The records =>
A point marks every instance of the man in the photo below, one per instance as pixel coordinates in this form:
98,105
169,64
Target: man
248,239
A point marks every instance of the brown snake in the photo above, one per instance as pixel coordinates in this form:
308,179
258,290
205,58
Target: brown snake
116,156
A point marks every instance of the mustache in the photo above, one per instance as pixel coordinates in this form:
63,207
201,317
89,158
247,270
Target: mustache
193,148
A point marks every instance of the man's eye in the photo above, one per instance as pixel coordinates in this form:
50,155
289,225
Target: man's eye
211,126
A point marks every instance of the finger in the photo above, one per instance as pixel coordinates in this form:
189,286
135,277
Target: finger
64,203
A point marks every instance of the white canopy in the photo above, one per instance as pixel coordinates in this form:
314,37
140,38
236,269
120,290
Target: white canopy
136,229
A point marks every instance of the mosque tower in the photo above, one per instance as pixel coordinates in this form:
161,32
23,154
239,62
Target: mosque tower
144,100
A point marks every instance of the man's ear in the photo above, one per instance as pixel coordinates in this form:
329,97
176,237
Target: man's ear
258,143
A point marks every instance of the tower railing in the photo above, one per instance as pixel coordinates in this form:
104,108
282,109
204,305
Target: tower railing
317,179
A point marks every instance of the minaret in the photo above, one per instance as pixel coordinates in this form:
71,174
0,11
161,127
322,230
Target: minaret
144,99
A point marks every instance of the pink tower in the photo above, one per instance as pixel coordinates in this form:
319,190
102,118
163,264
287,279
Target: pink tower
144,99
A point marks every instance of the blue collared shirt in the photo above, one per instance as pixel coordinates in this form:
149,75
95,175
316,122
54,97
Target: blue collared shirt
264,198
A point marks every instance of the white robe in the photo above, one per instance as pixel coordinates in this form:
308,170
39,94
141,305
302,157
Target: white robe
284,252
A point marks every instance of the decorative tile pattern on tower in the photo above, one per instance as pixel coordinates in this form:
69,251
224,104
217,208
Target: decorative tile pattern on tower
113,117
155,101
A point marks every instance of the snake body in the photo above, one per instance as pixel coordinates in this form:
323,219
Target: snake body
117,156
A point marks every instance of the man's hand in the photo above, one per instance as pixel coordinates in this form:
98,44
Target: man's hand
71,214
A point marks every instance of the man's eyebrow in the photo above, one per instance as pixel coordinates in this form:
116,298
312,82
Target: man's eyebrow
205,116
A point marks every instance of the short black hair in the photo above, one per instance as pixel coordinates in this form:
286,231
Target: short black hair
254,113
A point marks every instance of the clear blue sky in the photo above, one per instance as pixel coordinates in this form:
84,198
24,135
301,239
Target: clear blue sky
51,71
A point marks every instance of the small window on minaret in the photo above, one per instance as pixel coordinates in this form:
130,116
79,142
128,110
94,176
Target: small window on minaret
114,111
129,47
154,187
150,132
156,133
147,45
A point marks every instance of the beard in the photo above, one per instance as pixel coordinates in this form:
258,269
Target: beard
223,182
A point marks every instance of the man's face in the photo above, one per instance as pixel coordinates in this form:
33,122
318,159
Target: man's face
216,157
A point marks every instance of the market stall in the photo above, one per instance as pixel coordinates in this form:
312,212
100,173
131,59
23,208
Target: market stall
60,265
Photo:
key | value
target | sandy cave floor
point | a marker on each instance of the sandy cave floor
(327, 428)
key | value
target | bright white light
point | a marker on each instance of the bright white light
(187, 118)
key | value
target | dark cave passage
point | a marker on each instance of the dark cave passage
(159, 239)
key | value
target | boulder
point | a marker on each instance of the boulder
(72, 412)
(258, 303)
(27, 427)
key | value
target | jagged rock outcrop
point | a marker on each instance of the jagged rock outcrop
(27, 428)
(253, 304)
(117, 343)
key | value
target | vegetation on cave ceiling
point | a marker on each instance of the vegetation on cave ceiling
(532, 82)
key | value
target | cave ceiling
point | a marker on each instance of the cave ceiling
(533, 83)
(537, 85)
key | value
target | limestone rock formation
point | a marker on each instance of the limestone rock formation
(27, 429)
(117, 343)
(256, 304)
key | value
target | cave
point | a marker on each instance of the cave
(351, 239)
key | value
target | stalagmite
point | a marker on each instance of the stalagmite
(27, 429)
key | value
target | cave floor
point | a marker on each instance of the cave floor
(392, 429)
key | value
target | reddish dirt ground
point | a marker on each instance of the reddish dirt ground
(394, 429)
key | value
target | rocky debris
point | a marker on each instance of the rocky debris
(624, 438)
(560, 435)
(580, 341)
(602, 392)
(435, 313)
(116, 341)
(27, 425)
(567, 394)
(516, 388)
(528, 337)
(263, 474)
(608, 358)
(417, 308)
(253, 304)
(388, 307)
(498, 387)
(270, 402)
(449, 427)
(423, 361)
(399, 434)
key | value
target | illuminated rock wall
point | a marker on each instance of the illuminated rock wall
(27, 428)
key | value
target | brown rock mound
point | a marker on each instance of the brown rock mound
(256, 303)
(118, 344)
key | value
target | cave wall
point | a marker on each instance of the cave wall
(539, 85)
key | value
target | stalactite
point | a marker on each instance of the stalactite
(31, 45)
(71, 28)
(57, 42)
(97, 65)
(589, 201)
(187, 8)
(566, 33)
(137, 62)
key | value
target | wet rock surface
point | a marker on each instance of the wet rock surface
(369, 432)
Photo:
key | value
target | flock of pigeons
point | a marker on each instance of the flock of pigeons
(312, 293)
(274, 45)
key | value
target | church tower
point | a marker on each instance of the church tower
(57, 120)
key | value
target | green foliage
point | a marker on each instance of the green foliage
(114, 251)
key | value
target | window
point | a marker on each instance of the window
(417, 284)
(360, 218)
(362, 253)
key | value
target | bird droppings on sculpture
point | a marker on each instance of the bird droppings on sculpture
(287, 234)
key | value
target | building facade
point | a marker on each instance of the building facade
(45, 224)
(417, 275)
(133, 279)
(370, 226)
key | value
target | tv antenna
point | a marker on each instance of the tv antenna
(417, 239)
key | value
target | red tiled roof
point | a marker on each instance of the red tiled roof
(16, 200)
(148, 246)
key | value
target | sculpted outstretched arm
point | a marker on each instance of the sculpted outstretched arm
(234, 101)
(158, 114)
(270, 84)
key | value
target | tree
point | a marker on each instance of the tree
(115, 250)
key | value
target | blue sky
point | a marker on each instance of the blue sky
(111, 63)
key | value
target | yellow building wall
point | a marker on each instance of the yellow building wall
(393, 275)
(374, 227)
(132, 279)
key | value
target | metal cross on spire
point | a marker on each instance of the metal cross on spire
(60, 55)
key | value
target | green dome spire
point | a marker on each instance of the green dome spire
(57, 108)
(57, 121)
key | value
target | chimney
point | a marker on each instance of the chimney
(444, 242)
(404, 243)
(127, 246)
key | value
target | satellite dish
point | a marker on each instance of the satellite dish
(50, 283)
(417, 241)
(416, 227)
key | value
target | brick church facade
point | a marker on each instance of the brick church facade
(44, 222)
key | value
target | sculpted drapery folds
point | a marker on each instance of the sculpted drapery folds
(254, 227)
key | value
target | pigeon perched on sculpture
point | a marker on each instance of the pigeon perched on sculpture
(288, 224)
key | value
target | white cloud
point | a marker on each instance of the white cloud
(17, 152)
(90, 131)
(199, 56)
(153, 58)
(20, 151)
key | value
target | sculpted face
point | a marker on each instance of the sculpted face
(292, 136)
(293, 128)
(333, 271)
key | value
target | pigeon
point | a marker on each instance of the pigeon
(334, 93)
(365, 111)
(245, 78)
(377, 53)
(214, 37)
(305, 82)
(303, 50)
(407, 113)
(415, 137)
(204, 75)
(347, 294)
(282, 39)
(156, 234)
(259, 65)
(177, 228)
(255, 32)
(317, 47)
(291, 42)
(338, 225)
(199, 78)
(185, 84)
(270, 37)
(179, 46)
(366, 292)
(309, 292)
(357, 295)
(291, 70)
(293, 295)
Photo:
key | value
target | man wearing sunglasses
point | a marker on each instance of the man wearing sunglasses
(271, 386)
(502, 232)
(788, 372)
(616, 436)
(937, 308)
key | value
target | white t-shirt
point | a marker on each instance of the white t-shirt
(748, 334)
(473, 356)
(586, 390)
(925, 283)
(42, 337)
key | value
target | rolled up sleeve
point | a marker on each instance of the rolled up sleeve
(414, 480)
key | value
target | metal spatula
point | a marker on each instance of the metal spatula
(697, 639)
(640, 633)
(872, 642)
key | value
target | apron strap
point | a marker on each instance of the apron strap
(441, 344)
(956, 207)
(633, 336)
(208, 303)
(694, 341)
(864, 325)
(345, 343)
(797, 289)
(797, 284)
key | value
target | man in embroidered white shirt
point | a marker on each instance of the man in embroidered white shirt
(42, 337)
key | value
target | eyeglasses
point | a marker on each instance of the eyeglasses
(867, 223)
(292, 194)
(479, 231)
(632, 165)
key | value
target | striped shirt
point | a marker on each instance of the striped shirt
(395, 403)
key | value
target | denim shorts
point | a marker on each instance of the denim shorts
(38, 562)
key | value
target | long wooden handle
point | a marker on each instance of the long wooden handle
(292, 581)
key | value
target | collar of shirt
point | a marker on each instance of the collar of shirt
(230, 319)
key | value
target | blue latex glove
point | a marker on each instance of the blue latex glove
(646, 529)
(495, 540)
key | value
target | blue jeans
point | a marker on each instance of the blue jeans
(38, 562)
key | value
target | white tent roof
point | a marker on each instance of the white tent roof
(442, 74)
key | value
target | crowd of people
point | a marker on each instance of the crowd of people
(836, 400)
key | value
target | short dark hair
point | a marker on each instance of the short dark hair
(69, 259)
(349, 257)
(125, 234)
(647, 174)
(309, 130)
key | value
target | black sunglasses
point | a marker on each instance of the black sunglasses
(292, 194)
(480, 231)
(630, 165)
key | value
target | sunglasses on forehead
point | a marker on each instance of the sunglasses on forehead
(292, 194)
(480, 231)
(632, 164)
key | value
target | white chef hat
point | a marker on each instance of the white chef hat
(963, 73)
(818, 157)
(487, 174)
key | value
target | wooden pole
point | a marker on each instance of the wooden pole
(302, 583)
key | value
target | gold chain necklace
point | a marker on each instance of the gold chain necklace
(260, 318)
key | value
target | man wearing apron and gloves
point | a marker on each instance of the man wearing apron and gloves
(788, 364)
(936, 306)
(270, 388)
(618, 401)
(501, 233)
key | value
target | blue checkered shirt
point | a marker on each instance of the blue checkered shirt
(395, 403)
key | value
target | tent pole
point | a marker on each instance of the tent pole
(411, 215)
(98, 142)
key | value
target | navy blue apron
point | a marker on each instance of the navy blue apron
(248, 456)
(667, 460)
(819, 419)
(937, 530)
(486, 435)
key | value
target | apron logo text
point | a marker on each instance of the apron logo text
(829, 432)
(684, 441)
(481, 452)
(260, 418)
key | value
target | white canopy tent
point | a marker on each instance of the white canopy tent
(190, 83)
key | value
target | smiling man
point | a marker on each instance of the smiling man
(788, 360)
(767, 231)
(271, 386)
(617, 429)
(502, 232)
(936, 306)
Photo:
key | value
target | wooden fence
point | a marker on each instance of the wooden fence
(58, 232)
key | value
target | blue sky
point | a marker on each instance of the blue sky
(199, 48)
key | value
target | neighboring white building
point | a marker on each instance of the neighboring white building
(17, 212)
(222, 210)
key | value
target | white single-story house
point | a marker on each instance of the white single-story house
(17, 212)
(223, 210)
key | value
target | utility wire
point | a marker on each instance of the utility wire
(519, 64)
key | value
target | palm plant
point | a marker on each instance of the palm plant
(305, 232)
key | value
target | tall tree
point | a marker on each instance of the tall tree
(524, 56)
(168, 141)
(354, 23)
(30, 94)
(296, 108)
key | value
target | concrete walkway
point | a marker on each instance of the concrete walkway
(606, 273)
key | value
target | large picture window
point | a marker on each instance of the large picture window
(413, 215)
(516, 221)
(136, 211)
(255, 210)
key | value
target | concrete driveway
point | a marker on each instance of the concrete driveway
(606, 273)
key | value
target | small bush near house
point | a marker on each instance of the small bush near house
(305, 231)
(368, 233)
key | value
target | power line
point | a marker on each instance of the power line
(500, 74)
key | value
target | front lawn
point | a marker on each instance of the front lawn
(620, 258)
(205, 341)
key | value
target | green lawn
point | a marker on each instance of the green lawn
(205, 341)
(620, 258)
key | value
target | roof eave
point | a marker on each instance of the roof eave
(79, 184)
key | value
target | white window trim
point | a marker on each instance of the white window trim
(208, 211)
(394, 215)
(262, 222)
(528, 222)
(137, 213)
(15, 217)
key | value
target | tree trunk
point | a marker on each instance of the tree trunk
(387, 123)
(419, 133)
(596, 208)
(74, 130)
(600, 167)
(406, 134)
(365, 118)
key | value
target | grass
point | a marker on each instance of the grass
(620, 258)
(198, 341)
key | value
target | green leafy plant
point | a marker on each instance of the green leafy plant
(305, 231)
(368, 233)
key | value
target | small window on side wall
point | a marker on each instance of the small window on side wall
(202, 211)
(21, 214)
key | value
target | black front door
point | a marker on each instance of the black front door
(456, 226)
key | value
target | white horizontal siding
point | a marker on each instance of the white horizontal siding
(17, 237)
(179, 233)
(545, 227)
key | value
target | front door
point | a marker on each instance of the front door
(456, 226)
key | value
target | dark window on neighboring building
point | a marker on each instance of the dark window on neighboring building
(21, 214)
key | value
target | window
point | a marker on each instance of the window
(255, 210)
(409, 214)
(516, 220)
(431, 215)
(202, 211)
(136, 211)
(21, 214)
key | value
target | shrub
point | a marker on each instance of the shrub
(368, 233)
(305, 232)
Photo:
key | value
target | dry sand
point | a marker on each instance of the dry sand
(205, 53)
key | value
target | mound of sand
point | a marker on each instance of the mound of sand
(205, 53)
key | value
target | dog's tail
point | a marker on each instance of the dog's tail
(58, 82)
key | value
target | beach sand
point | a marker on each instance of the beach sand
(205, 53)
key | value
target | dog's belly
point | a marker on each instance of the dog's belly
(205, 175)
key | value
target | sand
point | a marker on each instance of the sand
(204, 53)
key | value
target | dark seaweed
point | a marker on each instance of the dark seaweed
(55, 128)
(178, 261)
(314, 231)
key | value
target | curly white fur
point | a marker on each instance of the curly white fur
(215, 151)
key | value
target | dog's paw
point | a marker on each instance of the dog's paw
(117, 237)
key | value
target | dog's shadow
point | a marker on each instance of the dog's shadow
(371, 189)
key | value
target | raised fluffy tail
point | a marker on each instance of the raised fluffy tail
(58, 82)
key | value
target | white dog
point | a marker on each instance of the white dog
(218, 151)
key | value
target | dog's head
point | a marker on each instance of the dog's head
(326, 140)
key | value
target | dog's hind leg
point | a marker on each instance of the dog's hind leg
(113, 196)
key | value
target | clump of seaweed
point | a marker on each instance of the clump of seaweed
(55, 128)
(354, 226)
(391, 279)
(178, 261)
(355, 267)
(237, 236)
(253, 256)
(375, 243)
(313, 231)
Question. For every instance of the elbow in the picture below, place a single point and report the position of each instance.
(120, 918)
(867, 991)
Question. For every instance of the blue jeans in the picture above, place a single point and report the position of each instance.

Work instruction => What you write must be the entries restated word for word, from the opening line through the one holding "A point marks every instance of the pink", with nothing else.

Output =>
A point marks every instance of the man in the photo below, one per instance as pixel coordinates in this form:
98,105
169,64
Target: man
248,239
A point marks every instance of the brown snake in the photo above, one per instance as pixel coordinates in this form:
308,179
258,290
205,58
Target: brown snake
116,156
A point marks every instance of the mustache in the photo above, one per instance as pixel coordinates in this form:
63,207
201,317
89,158
247,270
Target: mustache
193,148
A point marks every instance of the man's eye in the photo above, one per instance as pixel coordinates in this form:
50,155
289,225
Target: man's eye
211,126
A point marks every instance of the finger in the photo above, one per instance as pixel coordinates in this form:
189,286
135,277
Target: finger
64,203
A point marks every instance of the white canopy in the photo above, one per instance as pixel coordinates in this form:
314,37
140,38
236,269
120,290
Target: white canopy
136,229
A point marks every instance of the mosque tower in the photo above, one per instance as pixel coordinates in this form:
161,32
23,154
239,62
Target: mosque tower
144,100
A point marks every instance of the man's ear in the photo above, one per instance as pixel coordinates in this form:
329,97
176,237
Target: man's ear
258,143
A point marks every instance of the tower railing in the photo above, one per instance as pixel coordinates in this form:
104,108
282,109
204,305
Target: tower railing
317,179
A point marks every instance of the minaret in the photo above, one per instance as pixel coordinates in this form:
71,174
0,11
161,127
322,230
Target: minaret
144,99
A point marks every instance of the pink tower in the photo above, one per instance as pixel coordinates in this form:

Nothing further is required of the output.